Document passage —
━━━━━━━━━━━━━━━━━━━━━━━━━━━━━━

GENRE: CANNIBAL, POST-APOCALYPTIC
SOURCE: THEATRICAL (REGULAR SCREENING)

The first time I ever got a letter printed in Fangoria was a big deal to me, and the fact that it was about my idol, John Carpenter, made it all the more special. In particular, the letter concerned Escape From LA, which was just released at the time. In the letter, I bemoaned how the film was identical to the first film in just about every way possible, yet it was STILL a fun movie (and remains Carpenter's last worthwhile film). Well, now it's 12 years later, and I could be writing the exact same letter for Neil Marshall's Doomsday.

Like LA, Doomsday is, for all intents and purposes, a remake of Escape From New York. A tough as nails anti-hero (who has a missing eye) is sent into a walled off city in order to locate someone, and is met with heavy resistance from the assorted survivors living inside. The character also has to fight in a gladiator deathmatch, repeatedly ask for cigarettes, and use a recording in order to bring down a high ranking official who is using less than admirable tactics to promote his career. Hell, Marshall even restages the "this is how the wall works" computer image sequence from Carpenter's film, followed by a shot of a guy walking up to and then looking over said wall. And even the fucking FONT is the same!!!

━━━━━━━━━━━━━━━━━━━━━━━━━━━━━━

Data extract —
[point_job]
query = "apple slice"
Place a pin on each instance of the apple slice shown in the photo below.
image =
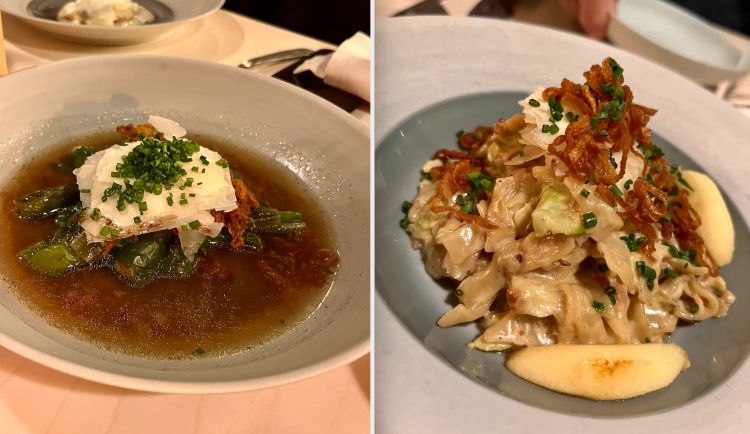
(600, 372)
(716, 225)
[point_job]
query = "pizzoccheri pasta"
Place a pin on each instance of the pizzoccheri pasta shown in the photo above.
(566, 224)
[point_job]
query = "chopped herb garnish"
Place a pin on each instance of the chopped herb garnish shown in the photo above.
(633, 243)
(647, 272)
(681, 254)
(670, 273)
(589, 220)
(615, 190)
(617, 70)
(468, 202)
(599, 306)
(682, 181)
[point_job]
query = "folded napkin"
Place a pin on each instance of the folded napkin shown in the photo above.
(347, 68)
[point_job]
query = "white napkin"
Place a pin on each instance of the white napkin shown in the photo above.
(347, 68)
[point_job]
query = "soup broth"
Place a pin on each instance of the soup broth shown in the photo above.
(233, 301)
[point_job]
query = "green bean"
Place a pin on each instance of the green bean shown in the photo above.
(271, 221)
(138, 262)
(75, 160)
(176, 264)
(52, 256)
(45, 203)
(253, 241)
(67, 218)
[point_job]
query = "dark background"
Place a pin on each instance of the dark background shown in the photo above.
(329, 20)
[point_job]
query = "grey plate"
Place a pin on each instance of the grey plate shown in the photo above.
(716, 347)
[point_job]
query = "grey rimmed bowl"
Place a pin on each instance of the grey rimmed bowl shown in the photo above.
(325, 147)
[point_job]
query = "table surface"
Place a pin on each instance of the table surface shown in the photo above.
(36, 399)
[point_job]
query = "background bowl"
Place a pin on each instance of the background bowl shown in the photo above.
(183, 12)
(677, 39)
(324, 146)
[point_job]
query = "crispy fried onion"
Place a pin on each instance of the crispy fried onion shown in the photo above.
(586, 149)
(452, 180)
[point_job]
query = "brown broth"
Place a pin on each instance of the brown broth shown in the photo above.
(225, 306)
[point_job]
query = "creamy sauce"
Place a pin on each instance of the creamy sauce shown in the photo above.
(226, 306)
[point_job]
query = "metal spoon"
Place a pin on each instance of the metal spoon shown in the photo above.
(299, 53)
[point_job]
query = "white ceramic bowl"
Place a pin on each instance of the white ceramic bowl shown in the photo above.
(184, 12)
(325, 146)
(677, 39)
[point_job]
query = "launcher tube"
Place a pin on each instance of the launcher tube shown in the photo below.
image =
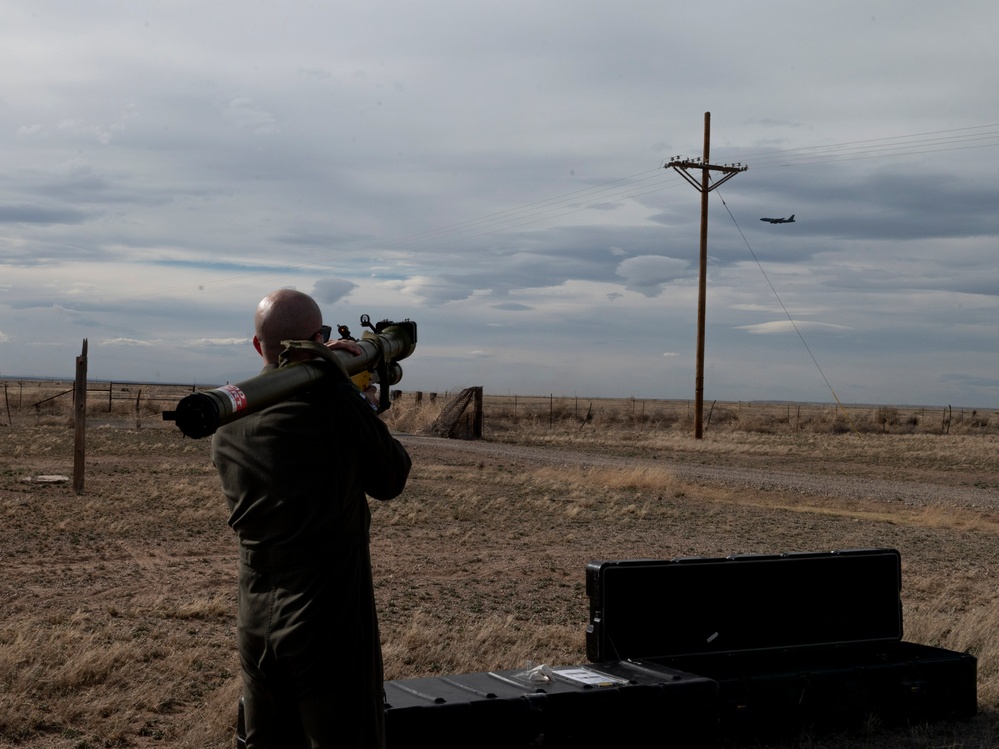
(201, 414)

━━━━━━━━━━━━━━━━━━━━━━━━━━━━━━

Task instructions —
• 1. Count the lines of the records that contain the word "chopped", and give only the number.
• 2. Carry on writing the Doomsday film review, starting after its final sentence.

Results of the exercise —
• 1. 2

• 2.
Luckily, Marshall isn't limited to "homaging" just Carpenter. Along the way, we are treated to chunks of Road Warrior, Aliens, Apocalypto (...wow), 28 Days Later, and I swear to Christ, a bit of Monty Python and the Holy Grail. If there is a single scene in this movie that wasn't done in another film, I didn't catch it.

And yet, I wholeheartedly recommend it. It's fun as hell. If Carpenter can remake NY as a sequel, why can't Marshall remake it as an homage, along with a few of his other favorite movies? If NY is a bag of Doritos, Road Warrior is a bag of Cheet-Os, and Aliens is a bag of pretzels, then Doomsday is a bag of Munchies, offering equally delicious samples of all the items while not really being its own thing. And, I might add, that is the worst metaphor available on the internet.

Some might not consider it horror, but I think it qualifies (certainly moreso than the other Post-Apoc movies I've watched recently). The first few good guys that are killed are done so in a very horror-ish manner (axe to the head, throat slit, arrow to the throat...). This is a very gory movie, with guys getting run over, beheaded, etc. in every action scene (and there are a lot of those).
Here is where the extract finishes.